┌──

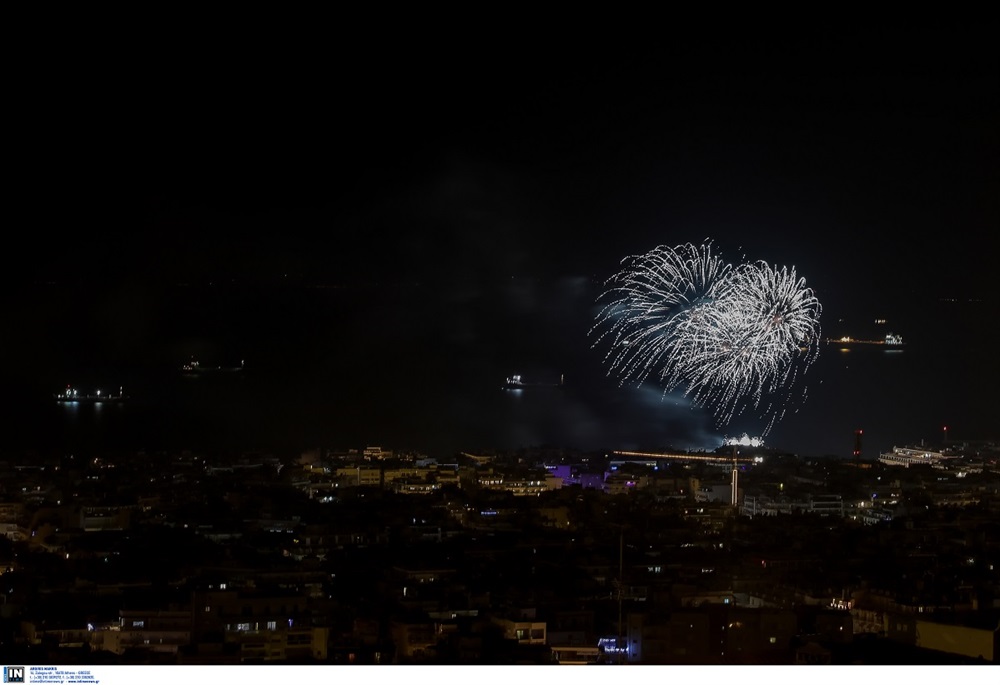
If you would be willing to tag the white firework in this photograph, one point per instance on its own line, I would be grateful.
(728, 338)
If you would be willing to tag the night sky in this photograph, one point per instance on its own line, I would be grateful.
(532, 160)
(867, 158)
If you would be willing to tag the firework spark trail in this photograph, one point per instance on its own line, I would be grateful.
(728, 338)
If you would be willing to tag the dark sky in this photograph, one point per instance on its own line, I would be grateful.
(865, 157)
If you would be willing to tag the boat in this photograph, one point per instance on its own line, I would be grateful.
(71, 394)
(892, 341)
(194, 367)
(516, 382)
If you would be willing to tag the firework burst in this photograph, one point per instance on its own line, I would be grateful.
(729, 338)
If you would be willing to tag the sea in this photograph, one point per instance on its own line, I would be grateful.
(420, 367)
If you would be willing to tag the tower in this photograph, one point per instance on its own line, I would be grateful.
(734, 494)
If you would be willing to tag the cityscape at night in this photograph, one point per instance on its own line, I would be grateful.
(472, 352)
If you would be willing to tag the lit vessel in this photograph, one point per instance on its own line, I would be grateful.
(71, 394)
(515, 382)
(195, 367)
(890, 342)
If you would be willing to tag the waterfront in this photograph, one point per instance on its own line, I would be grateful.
(421, 368)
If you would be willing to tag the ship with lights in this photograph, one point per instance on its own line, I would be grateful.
(72, 394)
(194, 367)
(892, 341)
(517, 382)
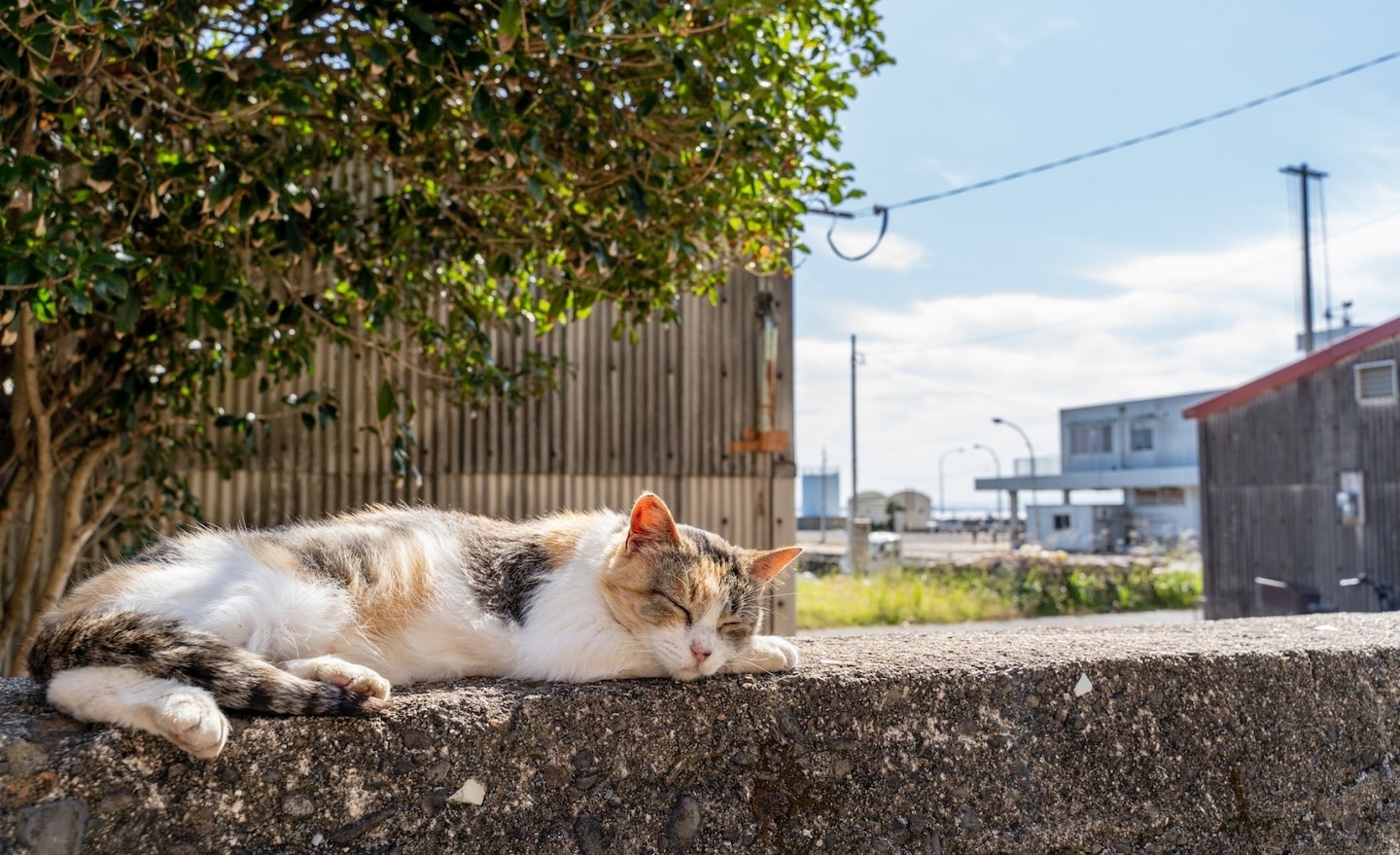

└──

**Problem statement**
Please identify every line in the records that contains the word "this", and copy each of those lines out in full.

**Task answer**
If you would be willing to tag the white firework in this photograph, one point per instance on its own line, I would be grateful.
If you would be willing to tag the night sky in this photograph, one point per instance on its own line, I would be grateful.
If you would be willing to tag the firework spark trail in this photograph, one point per instance on its own line, I would be grateful.
If you would be willing to tag the dark sky in this photograph, one point per instance on its own line, I would be grateful.
If you would be willing to tag the boat in this photograph, one point per instance on its own line, I would be grateful.
If you would be willing to tag the firework burst in this photograph, one point per instance on its own line, I would be grateful.
If you would be willing to tag the sea in this photograph, one point per instance on its own line, I would be grateful.
If you would be willing to tag the tower in this photograph, one point per instance on its own line, I would be grateful.
If you would be willing to tag the cityscape at night in this photograph, one point per instance on its own line, I would be grateful.
If you would be willing to tag the lit vessel in this photograph, one point per instance on its own line, I would be grateful.
If you would be willing to tag the waterfront in this photograph, one point per instance on its own line, I would be grateful.
If you would be willing to tag the ship with lights in this photograph, one point per instance on its own line, I would be grateful.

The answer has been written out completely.